### Exercise brief:
Filter the rows below down to the lines containing the word "come", and copy each of those lines out.

(Shape labeling rows)
## Start
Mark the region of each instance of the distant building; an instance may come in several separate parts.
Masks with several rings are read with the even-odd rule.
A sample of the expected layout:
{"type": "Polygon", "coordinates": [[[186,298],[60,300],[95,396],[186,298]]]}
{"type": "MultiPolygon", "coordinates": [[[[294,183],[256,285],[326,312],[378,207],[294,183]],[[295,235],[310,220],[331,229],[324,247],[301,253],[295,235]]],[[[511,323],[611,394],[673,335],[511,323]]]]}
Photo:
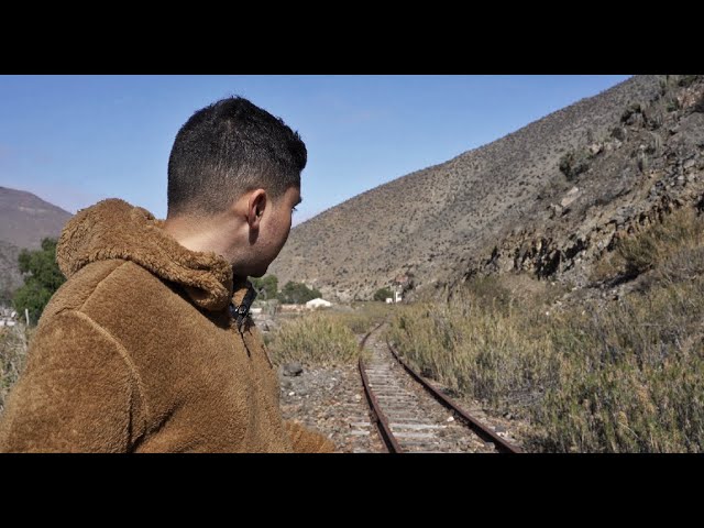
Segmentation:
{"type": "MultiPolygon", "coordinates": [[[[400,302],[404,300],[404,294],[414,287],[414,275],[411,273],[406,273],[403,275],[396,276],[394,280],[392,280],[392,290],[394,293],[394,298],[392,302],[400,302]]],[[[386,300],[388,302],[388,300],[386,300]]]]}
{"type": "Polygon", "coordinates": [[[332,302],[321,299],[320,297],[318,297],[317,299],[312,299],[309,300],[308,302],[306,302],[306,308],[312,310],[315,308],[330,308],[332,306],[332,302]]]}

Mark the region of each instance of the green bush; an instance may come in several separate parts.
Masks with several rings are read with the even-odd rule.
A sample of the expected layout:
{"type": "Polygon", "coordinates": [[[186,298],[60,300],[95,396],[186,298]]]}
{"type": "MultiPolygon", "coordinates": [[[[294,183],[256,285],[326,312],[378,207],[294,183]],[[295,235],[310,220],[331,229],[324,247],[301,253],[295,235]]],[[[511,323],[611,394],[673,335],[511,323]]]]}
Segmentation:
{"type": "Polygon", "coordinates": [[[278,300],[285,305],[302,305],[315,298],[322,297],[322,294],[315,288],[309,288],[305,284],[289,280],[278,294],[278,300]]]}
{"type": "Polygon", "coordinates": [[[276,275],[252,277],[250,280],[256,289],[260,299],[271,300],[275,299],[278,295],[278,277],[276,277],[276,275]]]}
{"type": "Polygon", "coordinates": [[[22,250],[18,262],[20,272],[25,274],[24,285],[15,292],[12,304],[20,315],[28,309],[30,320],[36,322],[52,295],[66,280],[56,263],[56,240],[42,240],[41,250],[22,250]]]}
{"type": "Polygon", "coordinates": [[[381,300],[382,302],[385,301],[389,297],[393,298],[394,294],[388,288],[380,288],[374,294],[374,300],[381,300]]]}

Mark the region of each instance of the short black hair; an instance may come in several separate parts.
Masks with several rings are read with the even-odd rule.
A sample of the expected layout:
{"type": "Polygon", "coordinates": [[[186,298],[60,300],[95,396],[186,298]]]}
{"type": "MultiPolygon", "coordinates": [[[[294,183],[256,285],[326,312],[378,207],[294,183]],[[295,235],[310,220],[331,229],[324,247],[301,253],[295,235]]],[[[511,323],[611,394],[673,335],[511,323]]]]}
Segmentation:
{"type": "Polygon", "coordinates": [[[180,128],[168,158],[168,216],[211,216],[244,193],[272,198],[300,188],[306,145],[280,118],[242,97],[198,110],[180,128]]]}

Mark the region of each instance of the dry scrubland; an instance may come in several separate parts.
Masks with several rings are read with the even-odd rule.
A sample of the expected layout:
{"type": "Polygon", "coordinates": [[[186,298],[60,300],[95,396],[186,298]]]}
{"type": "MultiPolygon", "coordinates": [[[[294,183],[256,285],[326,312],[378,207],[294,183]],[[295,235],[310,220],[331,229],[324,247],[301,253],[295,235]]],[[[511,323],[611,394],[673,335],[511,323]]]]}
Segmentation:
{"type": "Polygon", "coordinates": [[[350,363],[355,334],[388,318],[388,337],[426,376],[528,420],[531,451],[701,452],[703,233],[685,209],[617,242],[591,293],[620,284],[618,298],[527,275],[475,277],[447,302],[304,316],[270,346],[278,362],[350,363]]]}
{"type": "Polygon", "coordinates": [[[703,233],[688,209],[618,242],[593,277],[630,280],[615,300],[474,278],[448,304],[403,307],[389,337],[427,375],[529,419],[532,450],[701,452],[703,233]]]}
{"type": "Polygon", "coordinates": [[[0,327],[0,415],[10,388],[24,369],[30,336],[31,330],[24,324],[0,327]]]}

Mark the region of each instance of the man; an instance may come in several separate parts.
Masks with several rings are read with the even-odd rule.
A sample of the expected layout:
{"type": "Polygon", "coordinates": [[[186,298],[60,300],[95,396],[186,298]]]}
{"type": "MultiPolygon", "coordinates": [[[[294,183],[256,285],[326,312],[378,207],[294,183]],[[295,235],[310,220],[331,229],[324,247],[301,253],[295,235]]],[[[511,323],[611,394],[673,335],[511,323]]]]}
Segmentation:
## End
### Final result:
Mark the region of each instance of the distant building; an instance may come in several separate parts.
Mark the region of each instance of the green bush; an instance may come in several separate parts.
Mark the region of each instance of the short black hair; an instance may come in several separate parts.
Mark the region of each instance of the dry scrubland; an instance may come in several separate parts.
Mark the region of each instance of the man; an instance may come in several separate parts.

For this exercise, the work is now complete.